[Saved entries]
···

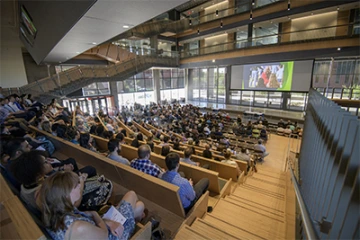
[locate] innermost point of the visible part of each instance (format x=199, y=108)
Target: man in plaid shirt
x=144, y=164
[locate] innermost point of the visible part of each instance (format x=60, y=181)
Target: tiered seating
x=152, y=191
x=255, y=210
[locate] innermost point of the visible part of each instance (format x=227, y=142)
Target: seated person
x=114, y=148
x=31, y=168
x=189, y=194
x=260, y=147
x=144, y=164
x=86, y=141
x=287, y=130
x=207, y=153
x=57, y=198
x=187, y=155
x=255, y=132
x=165, y=150
x=228, y=160
x=263, y=134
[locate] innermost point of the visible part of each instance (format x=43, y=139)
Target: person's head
x=99, y=130
x=188, y=152
x=144, y=151
x=165, y=150
x=46, y=126
x=140, y=137
x=114, y=145
x=207, y=154
x=172, y=161
x=30, y=167
x=57, y=196
x=85, y=140
x=17, y=146
x=61, y=131
x=227, y=154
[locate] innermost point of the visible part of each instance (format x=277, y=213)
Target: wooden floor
x=261, y=208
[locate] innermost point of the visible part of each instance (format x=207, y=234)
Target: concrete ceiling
x=104, y=20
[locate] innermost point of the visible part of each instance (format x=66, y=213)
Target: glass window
x=129, y=85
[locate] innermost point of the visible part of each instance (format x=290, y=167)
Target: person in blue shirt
x=189, y=194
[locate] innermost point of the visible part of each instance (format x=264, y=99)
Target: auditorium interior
x=269, y=88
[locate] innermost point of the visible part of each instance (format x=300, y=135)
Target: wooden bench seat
x=149, y=187
x=193, y=172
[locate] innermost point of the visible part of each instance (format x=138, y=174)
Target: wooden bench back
x=149, y=187
x=196, y=173
x=16, y=222
x=225, y=170
x=143, y=130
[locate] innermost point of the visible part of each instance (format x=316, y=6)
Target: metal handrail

···

What the task requires
What is needed is a word-for-word restatement of the entries, minus any pictures.

Your response
[locate] innermost point of the visible part of each instance (format x=199, y=108)
Target: man in plaid shirt
x=144, y=164
[locate] innermost point of the visible part of each instance (format x=60, y=181)
Target: tiered seating
x=152, y=191
x=255, y=210
[locate] innermost point of the visible part of each instance (format x=227, y=142)
Target: seated person
x=114, y=148
x=31, y=168
x=189, y=194
x=260, y=147
x=144, y=164
x=86, y=141
x=287, y=130
x=207, y=153
x=57, y=198
x=187, y=155
x=255, y=132
x=165, y=150
x=228, y=160
x=263, y=134
[locate] innermost point of the visible part of each instance (format x=43, y=139)
Target: person's head
x=99, y=130
x=188, y=152
x=144, y=151
x=165, y=150
x=46, y=126
x=140, y=137
x=114, y=145
x=207, y=154
x=172, y=161
x=30, y=167
x=57, y=196
x=85, y=140
x=17, y=146
x=61, y=131
x=227, y=154
[locate] innermost point of the visible part of each instance (format x=277, y=213)
Target: wooden floor
x=261, y=208
[locate] innermost point of the visible part of each instance (format x=207, y=234)
Target: concrete ceiling
x=104, y=20
[locate] innermost point of the visible part of each instance (format x=66, y=213)
Target: glass window
x=129, y=85
[locate] innermost point of the visible part of each instance (format x=290, y=167)
Target: person in blue shirt
x=189, y=194
[locate] innermost point of the visible part of each instance (format x=264, y=99)
Target: auditorium interior
x=269, y=88
[locate] innermost point of the visible part of each instance (format x=300, y=135)
Target: wooden bench seat
x=149, y=187
x=193, y=172
[locate] innermost point of the visible part of each instance (format x=138, y=174)
Target: wooden bench back
x=149, y=187
x=196, y=173
x=16, y=222
x=225, y=170
x=143, y=130
[locate] innermost point of the visible part of each instance (format x=316, y=6)
Target: metal handrail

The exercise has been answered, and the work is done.